- EXERCISE INSTRUCTIONS
Rewrite every line of the data below, changing "Note to the class" to "Reminder for the group" and keeping everything else the same. Don't include the pictures in your answer.

- DATA TO PROCESS

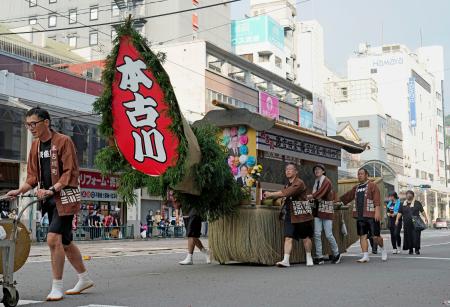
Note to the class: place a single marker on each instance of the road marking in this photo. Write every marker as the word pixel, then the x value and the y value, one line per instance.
pixel 115 256
pixel 437 244
pixel 28 302
pixel 401 257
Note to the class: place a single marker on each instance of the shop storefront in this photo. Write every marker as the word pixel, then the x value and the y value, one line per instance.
pixel 99 197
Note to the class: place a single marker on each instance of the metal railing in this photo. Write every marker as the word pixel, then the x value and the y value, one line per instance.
pixel 164 232
pixel 88 233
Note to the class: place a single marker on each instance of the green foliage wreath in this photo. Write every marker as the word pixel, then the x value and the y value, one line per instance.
pixel 219 193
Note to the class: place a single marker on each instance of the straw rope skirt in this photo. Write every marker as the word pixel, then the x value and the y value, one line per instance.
pixel 255 235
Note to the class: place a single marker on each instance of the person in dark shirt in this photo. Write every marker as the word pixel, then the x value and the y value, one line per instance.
pixel 408 210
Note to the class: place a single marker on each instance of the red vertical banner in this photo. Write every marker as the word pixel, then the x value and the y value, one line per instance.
pixel 140 118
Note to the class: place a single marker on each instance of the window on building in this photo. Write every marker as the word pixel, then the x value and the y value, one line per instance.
pixel 195 22
pixel 13 135
pixel 264 58
pixel 248 57
pixel 363 123
pixel 277 62
pixel 72 16
pixel 115 11
pixel 93 38
pixel 423 175
pixel 52 21
pixel 94 13
pixel 73 41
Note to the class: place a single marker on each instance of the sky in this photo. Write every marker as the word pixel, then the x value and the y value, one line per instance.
pixel 346 23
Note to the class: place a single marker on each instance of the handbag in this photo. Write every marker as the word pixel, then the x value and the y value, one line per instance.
pixel 418 223
pixel 299 209
pixel 343 226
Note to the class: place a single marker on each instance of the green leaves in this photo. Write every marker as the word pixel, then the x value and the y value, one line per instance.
pixel 220 194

- EXERCISE RESULT
Reminder for the group: place a single marker on each instance of the road marking in this photo. Write every marker as the word pixel, then the x value and the y value, one line per instance.
pixel 115 256
pixel 437 244
pixel 28 302
pixel 401 257
Reminder for the group: place a single marker on each instance of the shop storefront in this photo. Write every marker as the word pixel, then the x value and the y value, one line per instance.
pixel 99 197
Reminder for the group: place a single marker on each instance of the metal railing in this photo. Write every marker as the word pixel, then the x value and the y value, one line per instance.
pixel 164 232
pixel 88 233
Reminder for the group: place a single marker on each instance of the green foliage wreath in this photo. Write every marker as the word pixel, then the x value and the y value, one line per instance.
pixel 219 193
Reminder for the group: place a single marker on each instance of the straw rope skirt in this photo. Write every marker as the word pixel, then the x value and the y value, one line per instance.
pixel 255 235
Reminder for the group: place a single marker on each instance of the person in dark shirt in this photo. Write every marker as the word pixel, then the x value and the y value, one line per instance.
pixel 408 210
Reminder for the group: place a single marker on each instance of the red vertical banner in this photo. Write every marker as the word pixel, then the x value and the y value, one line per instance.
pixel 140 118
Reminder for the group: place a single marker on each instance of the window on building in this photo. Write every marker as the word pixel, then the x value and the y value, one line per instance.
pixel 195 22
pixel 13 135
pixel 264 58
pixel 248 57
pixel 363 123
pixel 277 62
pixel 72 16
pixel 115 11
pixel 93 38
pixel 423 175
pixel 52 21
pixel 94 13
pixel 73 41
Reminder for the group: place a single marker on each instance of the sky in this photo. Write every marker as the word pixel, then the x value and the y value, one line per instance.
pixel 346 23
Reminder for the group: place a single marker on each instance of the handbag in this photo. Write every marker as the word pixel, then the x value and the y value, one line per instance.
pixel 418 223
pixel 299 209
pixel 343 226
Reminder for the group: place a single marker on each instance of the green leaves in this photo. Write every marker as the word pixel, then the x value and the y value, one line per instance.
pixel 220 194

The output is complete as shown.